(Saved entries)
* START *

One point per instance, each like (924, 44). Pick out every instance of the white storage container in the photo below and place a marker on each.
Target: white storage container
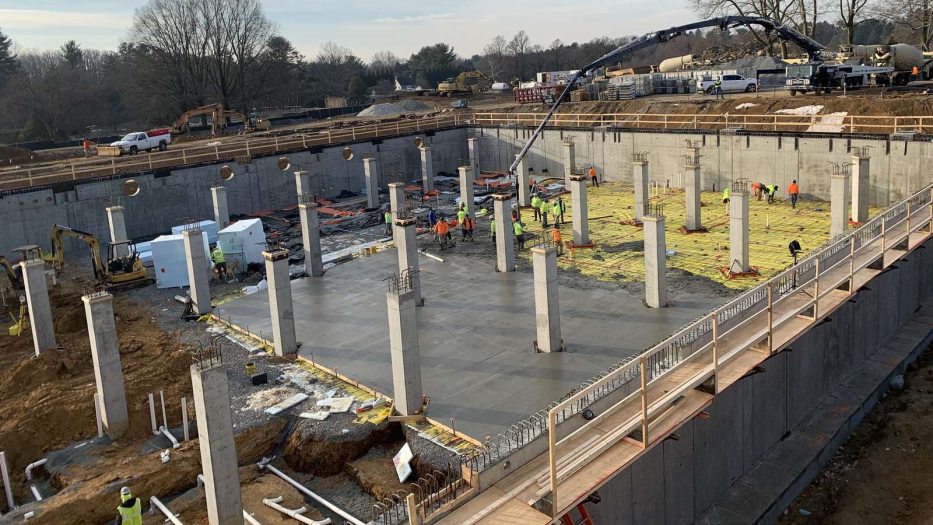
(168, 260)
(242, 243)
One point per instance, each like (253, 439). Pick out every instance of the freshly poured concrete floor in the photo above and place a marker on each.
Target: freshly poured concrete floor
(475, 331)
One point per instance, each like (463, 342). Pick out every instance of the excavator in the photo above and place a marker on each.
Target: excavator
(219, 118)
(121, 272)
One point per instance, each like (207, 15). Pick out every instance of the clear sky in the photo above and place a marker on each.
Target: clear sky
(364, 26)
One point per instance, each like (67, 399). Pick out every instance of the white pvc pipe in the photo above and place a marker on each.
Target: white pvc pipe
(154, 502)
(343, 514)
(297, 513)
(169, 435)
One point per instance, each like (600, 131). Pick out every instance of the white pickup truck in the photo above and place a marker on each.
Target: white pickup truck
(138, 141)
(730, 84)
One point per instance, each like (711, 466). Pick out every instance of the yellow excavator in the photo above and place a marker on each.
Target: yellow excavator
(219, 117)
(123, 269)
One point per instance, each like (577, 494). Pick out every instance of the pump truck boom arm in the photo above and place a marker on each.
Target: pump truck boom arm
(812, 47)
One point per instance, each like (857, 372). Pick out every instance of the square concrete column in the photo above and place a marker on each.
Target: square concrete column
(371, 171)
(505, 236)
(521, 180)
(198, 276)
(570, 159)
(655, 262)
(838, 204)
(303, 183)
(118, 230)
(581, 224)
(311, 238)
(738, 231)
(692, 193)
(218, 448)
(284, 340)
(860, 188)
(105, 352)
(406, 242)
(403, 346)
(427, 168)
(640, 180)
(40, 310)
(221, 211)
(466, 189)
(547, 307)
(473, 146)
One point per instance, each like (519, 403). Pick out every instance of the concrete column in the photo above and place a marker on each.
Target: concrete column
(284, 339)
(838, 204)
(641, 181)
(570, 160)
(427, 169)
(406, 242)
(118, 230)
(37, 300)
(371, 170)
(521, 180)
(738, 231)
(692, 190)
(303, 183)
(466, 189)
(198, 276)
(406, 357)
(221, 211)
(505, 236)
(547, 307)
(218, 448)
(473, 145)
(581, 222)
(105, 352)
(655, 262)
(311, 238)
(860, 188)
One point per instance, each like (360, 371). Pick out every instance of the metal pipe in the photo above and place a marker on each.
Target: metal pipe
(154, 502)
(296, 514)
(343, 514)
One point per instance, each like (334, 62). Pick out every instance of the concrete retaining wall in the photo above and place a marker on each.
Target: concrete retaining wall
(897, 167)
(171, 197)
(681, 478)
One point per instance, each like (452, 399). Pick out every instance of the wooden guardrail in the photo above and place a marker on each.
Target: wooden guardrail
(175, 157)
(770, 122)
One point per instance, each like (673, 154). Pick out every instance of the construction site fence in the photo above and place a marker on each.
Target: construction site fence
(772, 122)
(238, 149)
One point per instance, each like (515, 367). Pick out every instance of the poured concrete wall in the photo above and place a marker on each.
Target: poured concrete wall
(897, 167)
(678, 479)
(170, 197)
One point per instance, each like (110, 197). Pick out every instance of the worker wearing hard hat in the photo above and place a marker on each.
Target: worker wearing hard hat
(130, 511)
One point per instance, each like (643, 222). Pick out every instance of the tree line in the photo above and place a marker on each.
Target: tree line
(181, 54)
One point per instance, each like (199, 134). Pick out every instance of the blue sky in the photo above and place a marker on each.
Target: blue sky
(365, 26)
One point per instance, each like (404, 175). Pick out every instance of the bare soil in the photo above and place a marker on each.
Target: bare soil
(883, 474)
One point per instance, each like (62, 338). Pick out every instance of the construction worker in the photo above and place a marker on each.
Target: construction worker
(130, 511)
(519, 234)
(771, 189)
(594, 180)
(220, 262)
(556, 239)
(794, 191)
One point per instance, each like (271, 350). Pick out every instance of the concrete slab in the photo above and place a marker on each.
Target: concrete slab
(476, 332)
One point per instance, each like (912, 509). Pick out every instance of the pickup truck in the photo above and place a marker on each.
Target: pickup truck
(137, 141)
(730, 84)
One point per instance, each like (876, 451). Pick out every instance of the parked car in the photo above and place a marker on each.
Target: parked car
(730, 84)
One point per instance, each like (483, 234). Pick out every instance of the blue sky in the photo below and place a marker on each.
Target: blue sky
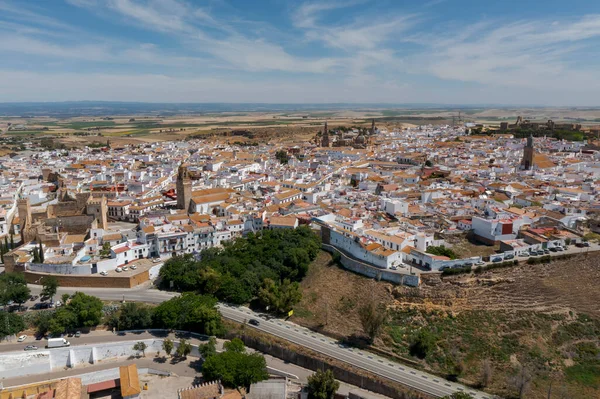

* END *

Put every line of the items above into a JSON list of strings, one string per line, with blank lines skipped and the pictures left out.

[
  "One point per instance, each like (924, 44). Pick out every instance of the white storage container in the photo below and place a marker on each.",
  "Target: white storage container",
  "(168, 260)",
  "(242, 243)",
  "One point per instance, each like (253, 439). Pick out every instance of the freshly poured concrete floor in the photo above and place a marker on each.",
  "Target: freshly poured concrete floor",
  "(475, 331)",
  "One point per instance, each like (463, 342). Pick out every instance of the excavator in the photo above and place a marker on each.",
  "Target: excavator",
  "(219, 118)",
  "(121, 272)",
  "One point per instance, each like (207, 15). Pick out every instance of the clear sky in the photo above and place a marker on each.",
  "Target: clear sky",
  "(364, 26)",
  "One point per instance, each like (67, 399). Pick out every instance of the white pvc pipe in the photo above and place a marker on each.",
  "Target: white pvc pipe",
  "(154, 502)",
  "(343, 514)",
  "(297, 513)",
  "(169, 435)",
  "One point per instance, each like (600, 131). Pick out every instance of the white pickup truck in the photo above and place a marker on each.",
  "Target: white pickup truck",
  "(138, 141)",
  "(730, 84)",
  "One point per instance, each like (711, 466). Pick out every instance of the yellow excavator in the photo above and place a marker on each.",
  "Target: yellow excavator",
  "(219, 117)",
  "(123, 269)",
  "One point per instance, each like (577, 494). Pick out every instance of the pump truck boom arm in the photo above and place a marker on each.",
  "Target: pump truck boom arm",
  "(812, 47)",
  "One point per instance, each like (857, 372). Pick out every instance of the square concrete column in the photo above and place a marker on each.",
  "Target: square concrete column",
  "(371, 171)",
  "(505, 236)",
  "(521, 180)",
  "(198, 276)",
  "(570, 159)",
  "(655, 262)",
  "(838, 204)",
  "(303, 183)",
  "(118, 230)",
  "(581, 224)",
  "(311, 238)",
  "(738, 231)",
  "(692, 193)",
  "(218, 448)",
  "(284, 340)",
  "(860, 188)",
  "(105, 352)",
  "(406, 242)",
  "(403, 346)",
  "(427, 168)",
  "(640, 180)",
  "(40, 310)",
  "(221, 211)",
  "(466, 189)",
  "(547, 307)",
  "(473, 146)",
  "One point per instance, each like (519, 403). Pick out every instance of the concrete column in the photo above and place a marker on each.",
  "Target: concrete column",
  "(284, 339)",
  "(838, 204)",
  "(641, 181)",
  "(570, 160)",
  "(427, 169)",
  "(406, 242)",
  "(118, 230)",
  "(37, 300)",
  "(371, 170)",
  "(521, 180)",
  "(738, 231)",
  "(692, 190)",
  "(303, 183)",
  "(466, 189)",
  "(198, 276)",
  "(406, 357)",
  "(221, 211)",
  "(505, 236)",
  "(547, 307)",
  "(218, 448)",
  "(473, 145)",
  "(581, 222)",
  "(105, 352)",
  "(655, 262)",
  "(311, 238)",
  "(860, 188)",
  "One point per instance, each like (360, 371). Pick out every instance of the metal pipe in the photo above and place a marker on each.",
  "Target: metal pipe",
  "(154, 502)",
  "(296, 514)",
  "(343, 514)",
  "One point per instance, each like (334, 62). Pick out every instance of the concrete retaining wall in the photo above and place a marker on each.",
  "Target: concrete retaining wall",
  "(897, 167)",
  "(171, 197)",
  "(681, 478)",
  "One point per instance, each like (452, 399). Pick out every instance of the wooden guardrail in the photo above and place a marker on each.",
  "Target: wooden guardrail",
  "(175, 157)",
  "(770, 122)",
  "One point per instance, each like (673, 154). Pick out every instance of the construction site fence in the photo above and place a marker on each.",
  "Target: construction site fence",
  "(772, 122)",
  "(238, 149)",
  "One point per instance, each like (515, 367). Pick out every instance of the poured concrete wall in the photo above and place a marker on each.",
  "Target: poured concrete wall",
  "(897, 167)",
  "(678, 479)",
  "(170, 197)",
  "One point per instance, each like (110, 197). Pick out every instance of the worker wearing hard hat in the photo above and place a marker on each.",
  "Target: worker wearing hard hat",
  "(130, 511)",
  "One point per instance, each like (643, 222). Pick out every instance of the tree line in the photo above and place a marker on each.",
  "Target: tree line",
  "(181, 54)",
  "One point per instance, each like (199, 134). Pick out every instance of the blue sky in the photo above and place a marker on each.",
  "Target: blue sky",
  "(365, 26)",
  "One point per instance, each like (404, 175). Pick out every instance of the bare soil in the photo above and place a marker on each.",
  "Target: bare soil",
  "(883, 474)",
  "One point per instance, each like (62, 338). Pick out every instance of the construction worker in the photo above and place a marker on each.",
  "Target: construction worker",
  "(130, 511)",
  "(519, 234)",
  "(771, 189)",
  "(594, 180)",
  "(220, 262)",
  "(556, 239)",
  "(794, 191)",
  "One point per instance, each like (271, 350). Pick out every instance of the concrete slab in the photo above and place a marker on each.",
  "Target: concrete slab",
  "(476, 332)",
  "One point per instance, each like (912, 509). Pick out every instance of the pickup truck in the photo above and place a marker on each.",
  "Target: pickup truck",
  "(137, 141)",
  "(730, 84)",
  "One point per instance, each like (876, 451). Pick out every instance of the parked car in the photo above and place a marker on each.",
  "Target: parked car",
  "(730, 84)",
  "One point per instance, each like (483, 234). Pick out every instance of the blue sky in the photo below and place a marker on each.",
  "Target: blue sky"
]